▸ **What the task asks**
Please copy the forum thread word for word from "Your share in" up to and including "time, but always).".

▸ **Provided text**
[BEGIN]

# Confused



## carmelcandy (Sep 6, 2012)

I'm 36yrs old i have been with the same man since i was 16. We have been married for 13 yrs. We have four wonderful children 17,14,10,and 10. I no longer love him and everyday when i get home from work he picks fights with me. He is becoming a very different person from the man i meet 20 odd yrs ago.His words hurt he says he not turning the kids against me but they are acting as if i.m the enemy not there mother. I no longer want to be sexual with him, it is to the point that his touch makes my skin crawl. There is not another person in my life at this time. I need to know should i stay because of the children or leave and understand myself.


----------



## synthetic (Jan 5, 2012)

You have 4 teenagers in your household. Sometimes that's enough emotional weight to wreck the Empire Estate building. 

If you and your husband don't learn to detach from the daily ups and downs of their world, you will end up getting depressed and probably divorced.

Marriage counseling and Individual Counseling are a MUST for both of you.

If your husband is not seeing the problem and can't cooperate, you should seek IC yourself. 



> I no longer love him





> I no longer want to be sexual with him





> it is to the point that his touch makes my skin crawl


With the 3 facts above, how do you expect your husband to be the man he was 20 years ago?!!

Your share in the demise of your marriage is 50%. No less, no more. Own your part and then expect your husband to do the same after. Be the better, smarter and healthier person if you can(not just this time, but always).


----------



## carmelcandy (Sep 6, 2012)

i have set up counseling and he don't want to go so i'm going on Monday. i talk to my female and male friends and they cant help me understand when and where the break down happen.

[END]

(Dataset entries)

[BEGIN]

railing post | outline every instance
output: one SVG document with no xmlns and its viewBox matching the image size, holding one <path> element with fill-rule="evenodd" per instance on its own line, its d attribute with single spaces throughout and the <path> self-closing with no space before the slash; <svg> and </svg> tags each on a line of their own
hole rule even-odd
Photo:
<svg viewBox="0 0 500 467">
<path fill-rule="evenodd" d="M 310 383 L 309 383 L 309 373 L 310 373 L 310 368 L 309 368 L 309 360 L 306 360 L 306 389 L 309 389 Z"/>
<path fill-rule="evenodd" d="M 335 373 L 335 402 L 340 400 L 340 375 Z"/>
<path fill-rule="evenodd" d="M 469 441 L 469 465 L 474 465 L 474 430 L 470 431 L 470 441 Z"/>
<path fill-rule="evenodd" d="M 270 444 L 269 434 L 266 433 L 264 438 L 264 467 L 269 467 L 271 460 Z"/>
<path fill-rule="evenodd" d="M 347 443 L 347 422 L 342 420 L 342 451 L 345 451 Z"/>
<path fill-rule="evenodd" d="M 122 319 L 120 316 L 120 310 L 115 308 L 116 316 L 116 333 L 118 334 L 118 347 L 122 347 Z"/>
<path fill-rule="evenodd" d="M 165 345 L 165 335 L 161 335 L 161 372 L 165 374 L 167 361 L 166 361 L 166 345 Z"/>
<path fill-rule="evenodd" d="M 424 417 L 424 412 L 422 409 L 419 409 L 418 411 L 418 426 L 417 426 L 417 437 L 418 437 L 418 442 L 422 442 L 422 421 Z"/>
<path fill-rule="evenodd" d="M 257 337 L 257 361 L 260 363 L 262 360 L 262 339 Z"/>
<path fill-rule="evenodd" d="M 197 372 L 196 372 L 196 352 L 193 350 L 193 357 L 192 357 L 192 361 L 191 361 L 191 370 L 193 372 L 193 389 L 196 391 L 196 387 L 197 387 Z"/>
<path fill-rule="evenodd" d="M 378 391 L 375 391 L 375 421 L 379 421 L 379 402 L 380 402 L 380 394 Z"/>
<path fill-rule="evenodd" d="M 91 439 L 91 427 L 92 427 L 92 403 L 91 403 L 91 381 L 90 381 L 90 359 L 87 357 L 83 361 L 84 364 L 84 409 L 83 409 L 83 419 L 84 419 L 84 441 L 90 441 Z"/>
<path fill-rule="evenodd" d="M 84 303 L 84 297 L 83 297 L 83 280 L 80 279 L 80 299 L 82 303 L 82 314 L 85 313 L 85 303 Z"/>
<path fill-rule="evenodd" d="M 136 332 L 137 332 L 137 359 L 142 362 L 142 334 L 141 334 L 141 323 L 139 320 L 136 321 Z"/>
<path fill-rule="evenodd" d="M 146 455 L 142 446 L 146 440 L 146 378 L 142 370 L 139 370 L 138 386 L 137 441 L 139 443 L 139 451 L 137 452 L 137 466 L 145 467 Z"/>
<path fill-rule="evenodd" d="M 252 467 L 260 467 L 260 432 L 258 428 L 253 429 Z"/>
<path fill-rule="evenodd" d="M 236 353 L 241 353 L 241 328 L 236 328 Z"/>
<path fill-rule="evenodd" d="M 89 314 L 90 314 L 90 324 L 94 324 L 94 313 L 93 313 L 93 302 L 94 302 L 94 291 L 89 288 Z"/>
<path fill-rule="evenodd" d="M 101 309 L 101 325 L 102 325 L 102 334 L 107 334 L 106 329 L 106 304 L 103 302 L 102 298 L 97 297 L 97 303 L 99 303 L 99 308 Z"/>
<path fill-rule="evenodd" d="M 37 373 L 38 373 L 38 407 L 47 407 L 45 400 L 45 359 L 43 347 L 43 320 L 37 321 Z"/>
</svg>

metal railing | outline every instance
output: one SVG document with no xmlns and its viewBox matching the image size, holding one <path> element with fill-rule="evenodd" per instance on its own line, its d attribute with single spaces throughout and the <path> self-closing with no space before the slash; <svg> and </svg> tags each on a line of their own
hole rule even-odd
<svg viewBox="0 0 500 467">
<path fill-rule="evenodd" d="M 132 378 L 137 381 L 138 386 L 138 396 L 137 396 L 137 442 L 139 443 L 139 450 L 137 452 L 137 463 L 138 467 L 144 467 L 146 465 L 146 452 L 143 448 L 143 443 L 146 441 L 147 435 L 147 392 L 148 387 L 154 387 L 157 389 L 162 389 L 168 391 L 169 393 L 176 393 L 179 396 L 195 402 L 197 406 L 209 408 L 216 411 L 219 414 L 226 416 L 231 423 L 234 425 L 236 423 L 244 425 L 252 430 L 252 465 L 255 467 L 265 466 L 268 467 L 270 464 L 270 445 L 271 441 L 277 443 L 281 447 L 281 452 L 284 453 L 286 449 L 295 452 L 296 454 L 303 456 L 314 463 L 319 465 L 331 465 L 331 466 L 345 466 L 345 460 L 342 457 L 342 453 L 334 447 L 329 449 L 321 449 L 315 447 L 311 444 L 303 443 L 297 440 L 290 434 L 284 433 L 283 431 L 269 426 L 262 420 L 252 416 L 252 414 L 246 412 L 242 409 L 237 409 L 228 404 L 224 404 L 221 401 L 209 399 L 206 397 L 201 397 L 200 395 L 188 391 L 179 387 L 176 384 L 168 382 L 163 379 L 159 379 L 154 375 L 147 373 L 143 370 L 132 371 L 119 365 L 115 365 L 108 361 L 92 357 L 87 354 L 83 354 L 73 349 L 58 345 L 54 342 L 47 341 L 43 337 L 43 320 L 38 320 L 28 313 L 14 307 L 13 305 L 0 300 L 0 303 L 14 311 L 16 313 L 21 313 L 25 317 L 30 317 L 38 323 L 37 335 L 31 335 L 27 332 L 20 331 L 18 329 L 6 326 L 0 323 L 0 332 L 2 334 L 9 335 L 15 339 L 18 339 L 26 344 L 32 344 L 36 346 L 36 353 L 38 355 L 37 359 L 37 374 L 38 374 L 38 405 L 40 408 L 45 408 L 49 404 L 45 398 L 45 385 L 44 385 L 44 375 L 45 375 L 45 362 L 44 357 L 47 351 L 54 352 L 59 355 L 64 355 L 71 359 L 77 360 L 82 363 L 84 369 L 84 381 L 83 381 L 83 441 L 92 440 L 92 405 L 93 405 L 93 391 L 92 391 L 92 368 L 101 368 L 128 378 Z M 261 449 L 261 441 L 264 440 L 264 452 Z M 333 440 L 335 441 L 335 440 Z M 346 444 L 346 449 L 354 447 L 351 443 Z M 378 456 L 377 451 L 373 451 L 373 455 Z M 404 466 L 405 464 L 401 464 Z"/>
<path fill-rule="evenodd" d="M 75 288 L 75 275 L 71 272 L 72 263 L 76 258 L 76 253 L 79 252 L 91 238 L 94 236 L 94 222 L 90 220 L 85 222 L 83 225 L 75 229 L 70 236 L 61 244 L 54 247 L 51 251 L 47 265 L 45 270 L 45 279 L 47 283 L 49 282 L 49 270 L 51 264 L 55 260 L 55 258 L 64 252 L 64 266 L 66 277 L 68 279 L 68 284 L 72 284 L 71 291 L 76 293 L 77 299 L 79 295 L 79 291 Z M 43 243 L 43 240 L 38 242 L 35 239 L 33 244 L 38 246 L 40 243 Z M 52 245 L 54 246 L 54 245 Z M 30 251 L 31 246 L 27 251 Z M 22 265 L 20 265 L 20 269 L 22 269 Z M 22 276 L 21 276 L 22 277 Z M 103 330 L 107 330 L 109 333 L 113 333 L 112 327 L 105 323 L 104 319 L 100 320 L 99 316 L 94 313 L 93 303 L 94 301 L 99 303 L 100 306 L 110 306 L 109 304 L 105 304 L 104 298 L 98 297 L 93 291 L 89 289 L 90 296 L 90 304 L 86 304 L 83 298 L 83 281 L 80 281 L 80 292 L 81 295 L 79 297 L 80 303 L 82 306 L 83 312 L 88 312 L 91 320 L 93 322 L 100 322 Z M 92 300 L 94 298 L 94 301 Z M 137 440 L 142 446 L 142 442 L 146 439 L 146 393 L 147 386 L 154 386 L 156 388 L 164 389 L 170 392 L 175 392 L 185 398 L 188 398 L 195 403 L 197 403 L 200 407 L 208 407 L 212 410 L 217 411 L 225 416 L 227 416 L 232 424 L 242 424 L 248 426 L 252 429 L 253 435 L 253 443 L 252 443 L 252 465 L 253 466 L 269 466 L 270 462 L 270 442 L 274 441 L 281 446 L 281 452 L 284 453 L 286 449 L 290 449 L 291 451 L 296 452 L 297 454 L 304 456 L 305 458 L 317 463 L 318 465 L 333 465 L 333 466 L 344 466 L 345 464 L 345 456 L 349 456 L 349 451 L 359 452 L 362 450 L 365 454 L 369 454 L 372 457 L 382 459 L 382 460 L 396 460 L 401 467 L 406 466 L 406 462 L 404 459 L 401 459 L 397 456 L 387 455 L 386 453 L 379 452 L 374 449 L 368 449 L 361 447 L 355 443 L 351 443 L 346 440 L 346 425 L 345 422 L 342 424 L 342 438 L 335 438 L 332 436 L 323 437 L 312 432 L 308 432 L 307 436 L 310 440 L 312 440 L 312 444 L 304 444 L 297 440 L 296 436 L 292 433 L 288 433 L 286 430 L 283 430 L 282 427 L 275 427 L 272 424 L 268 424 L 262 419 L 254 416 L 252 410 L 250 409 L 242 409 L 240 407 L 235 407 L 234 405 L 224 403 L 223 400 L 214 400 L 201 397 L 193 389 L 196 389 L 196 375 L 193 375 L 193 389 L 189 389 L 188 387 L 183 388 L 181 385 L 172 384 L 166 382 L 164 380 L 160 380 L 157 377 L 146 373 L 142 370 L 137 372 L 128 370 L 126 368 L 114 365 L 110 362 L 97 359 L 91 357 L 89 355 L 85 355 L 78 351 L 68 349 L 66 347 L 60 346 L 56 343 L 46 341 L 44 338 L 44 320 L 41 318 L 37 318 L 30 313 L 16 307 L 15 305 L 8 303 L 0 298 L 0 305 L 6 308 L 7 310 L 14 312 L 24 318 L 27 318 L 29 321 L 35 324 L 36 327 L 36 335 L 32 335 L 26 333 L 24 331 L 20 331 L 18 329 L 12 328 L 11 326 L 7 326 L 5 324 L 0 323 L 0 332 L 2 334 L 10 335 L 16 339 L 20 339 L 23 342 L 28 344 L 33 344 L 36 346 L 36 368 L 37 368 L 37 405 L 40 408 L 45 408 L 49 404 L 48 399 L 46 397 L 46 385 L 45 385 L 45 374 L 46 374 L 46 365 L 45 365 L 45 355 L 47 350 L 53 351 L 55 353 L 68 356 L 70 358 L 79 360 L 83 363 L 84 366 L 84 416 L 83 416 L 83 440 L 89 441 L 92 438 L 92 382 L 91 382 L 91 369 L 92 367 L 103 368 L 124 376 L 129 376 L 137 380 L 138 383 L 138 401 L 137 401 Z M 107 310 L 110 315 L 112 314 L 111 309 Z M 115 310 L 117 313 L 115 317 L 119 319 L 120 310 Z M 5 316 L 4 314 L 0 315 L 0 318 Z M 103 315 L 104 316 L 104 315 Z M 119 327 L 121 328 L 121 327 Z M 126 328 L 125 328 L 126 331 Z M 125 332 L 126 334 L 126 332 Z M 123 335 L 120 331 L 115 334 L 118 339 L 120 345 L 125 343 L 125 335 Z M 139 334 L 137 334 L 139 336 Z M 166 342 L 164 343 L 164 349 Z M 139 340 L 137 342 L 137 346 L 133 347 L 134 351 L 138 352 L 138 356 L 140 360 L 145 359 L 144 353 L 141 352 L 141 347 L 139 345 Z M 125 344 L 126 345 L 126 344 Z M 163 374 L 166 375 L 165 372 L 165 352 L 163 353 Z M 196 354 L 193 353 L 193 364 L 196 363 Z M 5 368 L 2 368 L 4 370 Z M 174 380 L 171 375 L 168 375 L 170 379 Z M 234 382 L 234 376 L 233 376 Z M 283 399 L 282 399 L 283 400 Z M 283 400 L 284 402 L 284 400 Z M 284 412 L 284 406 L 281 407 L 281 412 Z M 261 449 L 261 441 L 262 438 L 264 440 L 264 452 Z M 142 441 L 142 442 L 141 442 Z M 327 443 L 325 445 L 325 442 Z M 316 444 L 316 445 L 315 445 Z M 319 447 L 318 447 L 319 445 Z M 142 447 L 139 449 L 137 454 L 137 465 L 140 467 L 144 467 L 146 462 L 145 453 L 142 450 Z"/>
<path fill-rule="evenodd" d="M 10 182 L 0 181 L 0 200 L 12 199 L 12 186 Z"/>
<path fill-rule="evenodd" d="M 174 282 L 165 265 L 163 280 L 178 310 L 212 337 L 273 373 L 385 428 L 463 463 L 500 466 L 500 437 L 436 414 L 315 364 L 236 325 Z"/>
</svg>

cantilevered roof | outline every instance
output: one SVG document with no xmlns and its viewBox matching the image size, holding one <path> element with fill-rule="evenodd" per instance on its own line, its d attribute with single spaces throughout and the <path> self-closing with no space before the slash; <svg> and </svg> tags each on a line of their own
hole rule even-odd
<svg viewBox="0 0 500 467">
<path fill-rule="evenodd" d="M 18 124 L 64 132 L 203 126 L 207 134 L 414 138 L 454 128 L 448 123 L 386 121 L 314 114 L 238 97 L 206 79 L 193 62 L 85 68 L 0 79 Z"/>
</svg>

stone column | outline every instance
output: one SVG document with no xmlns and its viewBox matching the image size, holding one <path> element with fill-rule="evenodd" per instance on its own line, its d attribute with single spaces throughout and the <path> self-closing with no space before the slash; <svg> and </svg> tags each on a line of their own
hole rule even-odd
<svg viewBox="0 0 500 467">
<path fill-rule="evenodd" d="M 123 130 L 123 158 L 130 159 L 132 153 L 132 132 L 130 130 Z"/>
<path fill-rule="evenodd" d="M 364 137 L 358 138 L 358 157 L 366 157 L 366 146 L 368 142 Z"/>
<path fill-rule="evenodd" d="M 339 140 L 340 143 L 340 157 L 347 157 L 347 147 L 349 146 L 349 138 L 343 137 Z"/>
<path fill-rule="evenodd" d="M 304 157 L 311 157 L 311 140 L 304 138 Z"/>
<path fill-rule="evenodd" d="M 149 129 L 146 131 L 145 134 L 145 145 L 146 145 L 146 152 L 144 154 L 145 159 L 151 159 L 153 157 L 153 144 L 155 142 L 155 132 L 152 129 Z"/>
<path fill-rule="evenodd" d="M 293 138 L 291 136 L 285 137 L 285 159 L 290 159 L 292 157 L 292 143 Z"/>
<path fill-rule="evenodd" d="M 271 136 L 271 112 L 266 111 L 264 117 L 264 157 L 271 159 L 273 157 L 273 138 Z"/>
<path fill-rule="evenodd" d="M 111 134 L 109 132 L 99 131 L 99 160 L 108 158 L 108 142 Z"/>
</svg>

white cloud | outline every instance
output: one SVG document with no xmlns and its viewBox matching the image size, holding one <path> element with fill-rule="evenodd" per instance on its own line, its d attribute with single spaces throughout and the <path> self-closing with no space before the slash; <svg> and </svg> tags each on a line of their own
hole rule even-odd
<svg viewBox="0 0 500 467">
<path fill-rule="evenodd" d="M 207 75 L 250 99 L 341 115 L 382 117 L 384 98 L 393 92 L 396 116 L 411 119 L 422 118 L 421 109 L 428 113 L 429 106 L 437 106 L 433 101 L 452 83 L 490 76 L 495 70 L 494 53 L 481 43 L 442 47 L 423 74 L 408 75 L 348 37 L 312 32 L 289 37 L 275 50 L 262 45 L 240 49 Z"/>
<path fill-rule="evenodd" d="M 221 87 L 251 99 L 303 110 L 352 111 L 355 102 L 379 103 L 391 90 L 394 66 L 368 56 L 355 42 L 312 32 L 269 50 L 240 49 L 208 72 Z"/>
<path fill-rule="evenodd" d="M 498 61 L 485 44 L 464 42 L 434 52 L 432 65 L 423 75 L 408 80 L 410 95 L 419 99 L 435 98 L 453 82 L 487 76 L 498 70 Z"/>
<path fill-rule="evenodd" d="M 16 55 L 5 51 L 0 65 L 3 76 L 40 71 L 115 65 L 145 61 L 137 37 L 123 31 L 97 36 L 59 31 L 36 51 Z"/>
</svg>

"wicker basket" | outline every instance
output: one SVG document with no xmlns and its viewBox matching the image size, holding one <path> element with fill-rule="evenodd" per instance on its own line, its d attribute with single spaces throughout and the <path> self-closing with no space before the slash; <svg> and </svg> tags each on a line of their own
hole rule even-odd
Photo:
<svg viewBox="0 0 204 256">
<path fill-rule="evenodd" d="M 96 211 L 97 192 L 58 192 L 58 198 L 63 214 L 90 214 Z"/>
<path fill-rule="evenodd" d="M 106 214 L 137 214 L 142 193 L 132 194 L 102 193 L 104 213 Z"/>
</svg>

[END]

▸ **Problem solution**
Your share in the demise of your marriage is 50%. No less, no more. Own your part and then expect your husband to do the same after. Be the better, smarter and healthier person if you can(not just this time, but always).